╭──

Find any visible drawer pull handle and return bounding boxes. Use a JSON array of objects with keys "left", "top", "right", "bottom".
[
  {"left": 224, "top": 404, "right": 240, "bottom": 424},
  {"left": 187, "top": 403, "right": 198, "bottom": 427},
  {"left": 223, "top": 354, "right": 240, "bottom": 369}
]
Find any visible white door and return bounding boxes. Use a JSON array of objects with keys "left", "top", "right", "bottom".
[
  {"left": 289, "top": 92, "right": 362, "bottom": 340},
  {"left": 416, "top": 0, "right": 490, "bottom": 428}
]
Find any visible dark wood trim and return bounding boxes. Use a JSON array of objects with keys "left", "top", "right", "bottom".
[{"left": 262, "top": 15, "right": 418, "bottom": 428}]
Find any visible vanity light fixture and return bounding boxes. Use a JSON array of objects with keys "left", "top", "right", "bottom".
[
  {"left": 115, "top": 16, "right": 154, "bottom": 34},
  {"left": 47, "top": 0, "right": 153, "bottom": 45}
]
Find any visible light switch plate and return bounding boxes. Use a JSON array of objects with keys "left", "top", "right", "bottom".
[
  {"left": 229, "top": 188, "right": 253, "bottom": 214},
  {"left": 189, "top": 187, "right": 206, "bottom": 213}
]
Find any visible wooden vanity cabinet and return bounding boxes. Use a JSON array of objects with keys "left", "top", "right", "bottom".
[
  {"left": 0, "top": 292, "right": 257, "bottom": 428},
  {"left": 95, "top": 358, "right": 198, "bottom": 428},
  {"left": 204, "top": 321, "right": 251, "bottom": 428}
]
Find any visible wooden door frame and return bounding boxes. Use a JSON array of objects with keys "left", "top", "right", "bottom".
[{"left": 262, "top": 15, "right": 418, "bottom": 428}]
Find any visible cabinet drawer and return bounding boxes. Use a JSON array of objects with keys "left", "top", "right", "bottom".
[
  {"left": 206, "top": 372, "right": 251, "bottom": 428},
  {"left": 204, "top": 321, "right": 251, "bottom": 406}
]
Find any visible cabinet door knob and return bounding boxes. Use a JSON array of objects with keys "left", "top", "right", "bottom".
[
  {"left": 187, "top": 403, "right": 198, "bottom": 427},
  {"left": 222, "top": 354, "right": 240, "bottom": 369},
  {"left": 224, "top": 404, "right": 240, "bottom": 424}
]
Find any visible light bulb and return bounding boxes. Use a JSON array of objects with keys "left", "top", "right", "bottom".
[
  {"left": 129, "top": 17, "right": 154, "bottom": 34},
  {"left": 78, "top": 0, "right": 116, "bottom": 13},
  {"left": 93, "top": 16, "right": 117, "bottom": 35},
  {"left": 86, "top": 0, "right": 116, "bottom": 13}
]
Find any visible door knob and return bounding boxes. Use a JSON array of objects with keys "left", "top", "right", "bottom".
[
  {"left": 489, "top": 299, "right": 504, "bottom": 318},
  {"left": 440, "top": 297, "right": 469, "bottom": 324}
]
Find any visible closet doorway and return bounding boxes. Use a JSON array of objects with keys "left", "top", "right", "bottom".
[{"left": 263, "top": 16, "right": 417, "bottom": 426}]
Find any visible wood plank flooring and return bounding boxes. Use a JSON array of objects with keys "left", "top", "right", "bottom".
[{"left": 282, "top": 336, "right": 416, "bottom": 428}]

╰──

> [Exercise goal] Print out every entry, keeping each one exact.

> [Solved problem]
Find any visible drawer pull handle and return bounding boxes. Use a JSON array of objects with keys "left", "top", "right", "bottom".
[
  {"left": 224, "top": 404, "right": 240, "bottom": 424},
  {"left": 187, "top": 403, "right": 198, "bottom": 427},
  {"left": 223, "top": 354, "right": 240, "bottom": 369}
]
Find any visible white door and return bounding boxes. Use a JSON array of objects with keys "left", "top", "right", "bottom".
[
  {"left": 289, "top": 92, "right": 362, "bottom": 340},
  {"left": 416, "top": 0, "right": 490, "bottom": 428}
]
Find any visible dark wood trim and return bounding boxes. Use a JSON array of objects with keys "left", "top", "right", "bottom".
[{"left": 262, "top": 15, "right": 418, "bottom": 428}]
Find any visible vanity light fixture and return bounding boxes. Use a JSON array of objects with keys "left", "top", "right", "bottom".
[
  {"left": 115, "top": 16, "right": 154, "bottom": 34},
  {"left": 47, "top": 0, "right": 153, "bottom": 45}
]
Find any visible light switch plate and return bounding boxes. Use a JSON array of objects with keys "left", "top", "right", "bottom".
[
  {"left": 229, "top": 188, "right": 253, "bottom": 214},
  {"left": 189, "top": 187, "right": 206, "bottom": 213}
]
Find any visible wooden vanity cabinet and return bounding boxes. Use a JSON array of objects with keys "left", "top", "right", "bottom".
[
  {"left": 0, "top": 292, "right": 257, "bottom": 428},
  {"left": 95, "top": 358, "right": 198, "bottom": 428},
  {"left": 204, "top": 321, "right": 251, "bottom": 428}
]
Find any visible wooden door frame and return bounding boxes. Use a JSON array of objects with keys "left", "top", "right", "bottom".
[{"left": 262, "top": 15, "right": 418, "bottom": 428}]
Find any visible cabinet drawer and return bounding boxes. Use a JSON array of objects with keys "left", "top", "right", "bottom".
[
  {"left": 206, "top": 372, "right": 251, "bottom": 428},
  {"left": 204, "top": 321, "right": 251, "bottom": 406}
]
Find any visible cabinet door knob and return bounding boxes. Use a JSON array of objects with keys "left", "top", "right", "bottom".
[
  {"left": 187, "top": 403, "right": 198, "bottom": 427},
  {"left": 222, "top": 354, "right": 240, "bottom": 369},
  {"left": 224, "top": 404, "right": 240, "bottom": 424}
]
Find any visible light bulb and return bounding boxes. Use a JSON array of objects with keys "left", "top", "right", "bottom".
[
  {"left": 129, "top": 17, "right": 154, "bottom": 34},
  {"left": 78, "top": 0, "right": 116, "bottom": 13},
  {"left": 93, "top": 16, "right": 117, "bottom": 35},
  {"left": 86, "top": 0, "right": 116, "bottom": 13}
]
Find any visible door knob and return bounding boxes. Use a JSON array of objects with keys "left", "top", "right", "bottom".
[
  {"left": 489, "top": 299, "right": 504, "bottom": 318},
  {"left": 440, "top": 297, "right": 469, "bottom": 324}
]
Find any visible closet doorway and return bounding boxes. Use a JSON array of objects with keys "left", "top", "right", "bottom".
[{"left": 263, "top": 16, "right": 417, "bottom": 426}]
Find any visible wood plank flooring and return bounding boxes. Use a JSON array of objects with keys "left", "top", "right", "bottom".
[{"left": 282, "top": 336, "right": 416, "bottom": 428}]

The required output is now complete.